# DOCUMENT SEGMENT start

“Mystery man” in Immigration Detention for years due to Unknown Identity.
Man can’t leave Immigration Detention until authorities know where he’s from
A man saying his name is Andrea Jerome Walker of the United States has been in Canadian custody ever since 2006. The man is in Permanent immigration limbo, despite providing both the Canadian and United States governments with a birthdate, city of birth and a full name. Both countries state that he is not that person, and their requests for help from other nations have not proven fruitful so far.
The Canada Border Servcies Agency (CBSA) cannot deport Walker because they don’t know who he is or what country he belongs to. Further, the Canadian government will not release him from detention – despite not having committed a crime worthy of the lengthy amount of jail time – until he can be deported.
One of the three grounds for holding someone in immigration detention, is not being able to establish the person concern’s identity. The other grounds are flight risk or danger to the public. The later two do not seem to be a factor in this case.
Walker has no known family, no one known to him that can vouch for him and has no interest in publicizing his case, denying requests for media interviews. He doesn’t seem to talk much anymore, after inconsistencies in his stories only made authorities more doubtful.
Canadian officials have tried going the investigative route, checking out other countries like Haiti, Nigeria, Guinea, Cameroon and the Ivory Coast for possible identifying information, but nothing came up.

# DOCUMENT SEGMENT end

#### TO BE DONE:
Write the next part of the article about the man held in Canadian immigration detention because his identity is unknown, starting after its final sentence.

# DATASET EXTRACT start

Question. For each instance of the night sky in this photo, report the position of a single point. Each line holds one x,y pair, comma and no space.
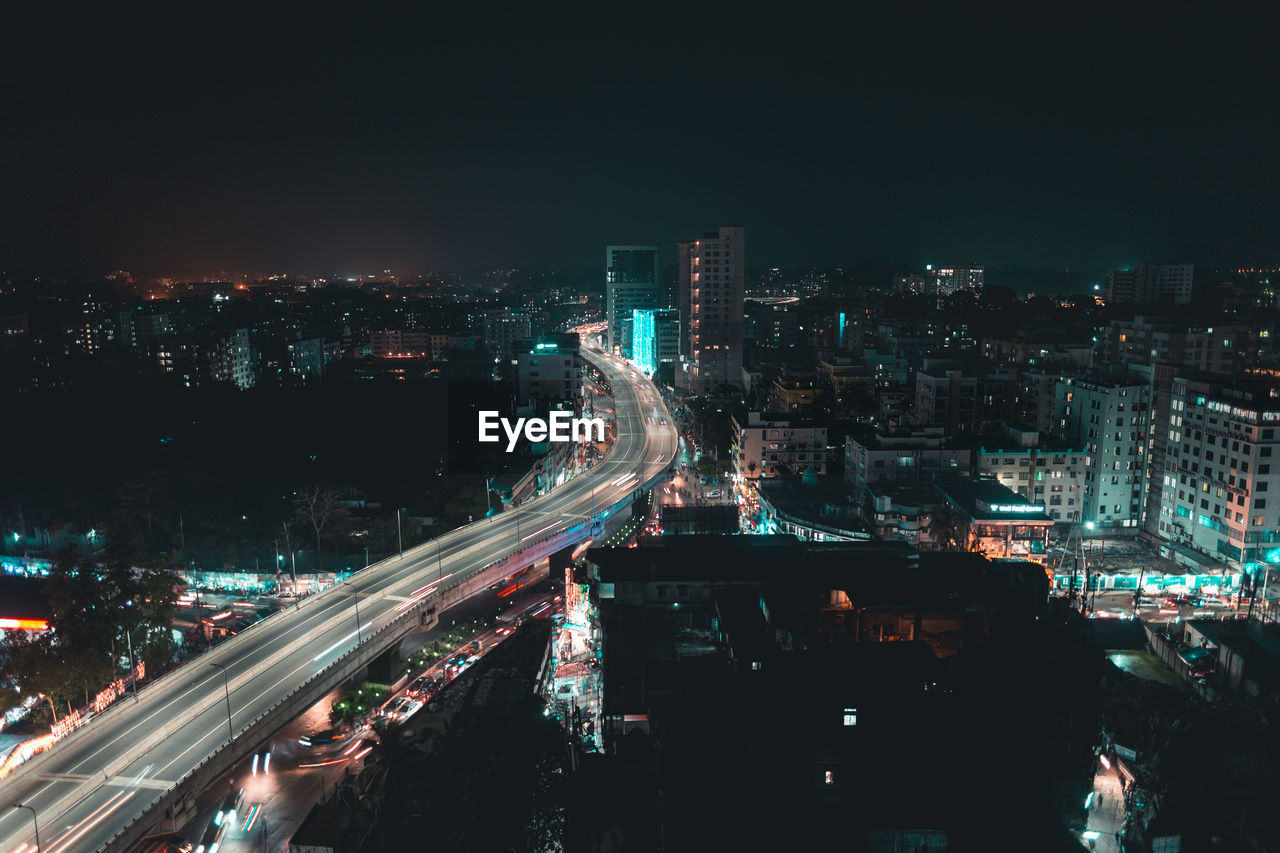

# DATASET EXTRACT end

#### EXERCISE RESULT:
Walker was initially arrested in the fall of 2006. He entered Canada via New York with and American passport in the spring of 2005. Despite being told he must leave the country nine days after his visit, he stayed in Toronto until one fateful day almost a year-and-a-half later he was found to have cocaine in his pocket by the Toronto police.
He plead guilty on the advice of his lawyer so he could return to the United States.
When Canadian border officials wanted to press him for information, nothing added up. Walker had a very strong accent that couldn’t quite be placed – determined to be African or Caribbean – and spoke French fluently. When United States officials visited Walker, they found inconsistencies in his stories and withdrew his passport. Since then, he’s pretty much stopped talking.
Fingerprints sent to the United States did find a match, for someone with an entirely different name who was arrested for drug possession in the early 90s in New York City. This person was originally born in Haiti.
While Walker himself admits he was indeed that very person, he said he didn’t even know where Haiti was, nor had he been ever been to Haiti. Haitian authorities have no idea who he is either.
A specialist from Nigeria interviewed Walker and was able to ascertain he was from any one of the central African countries, but those countries have not been helpful or forthcoming with information.
Man stays in Immigration Detention because he’s uncooperative
Canadian authorities fear releasing him would make the immigration system look like some kind of joke – essentially anyone could come into the country, be uncooperative and stay.
The story has hit newspapers and online media outlets in Delaware – Walker’s insisted city of birth – Haiti, Nigeria, the continent of Africa, Puerto Rico, Thailand, across Canada and in other American cities. It’s a topic on immigration and crime websites and discussion forums. The federal government’s Canada Border Services Agency released a page on their website Saturday, with a large photo of Walker, requesting assistance in identifying him. Tip phone lines and e-mail addresses have been set up, and yet no new information has come forward.
Many people end up overstaying their visas and eventually being deported, but this case is interesting because Walker’s uncooperativeness has the potential to keep him immigration detention – and in Canada – for a very long time.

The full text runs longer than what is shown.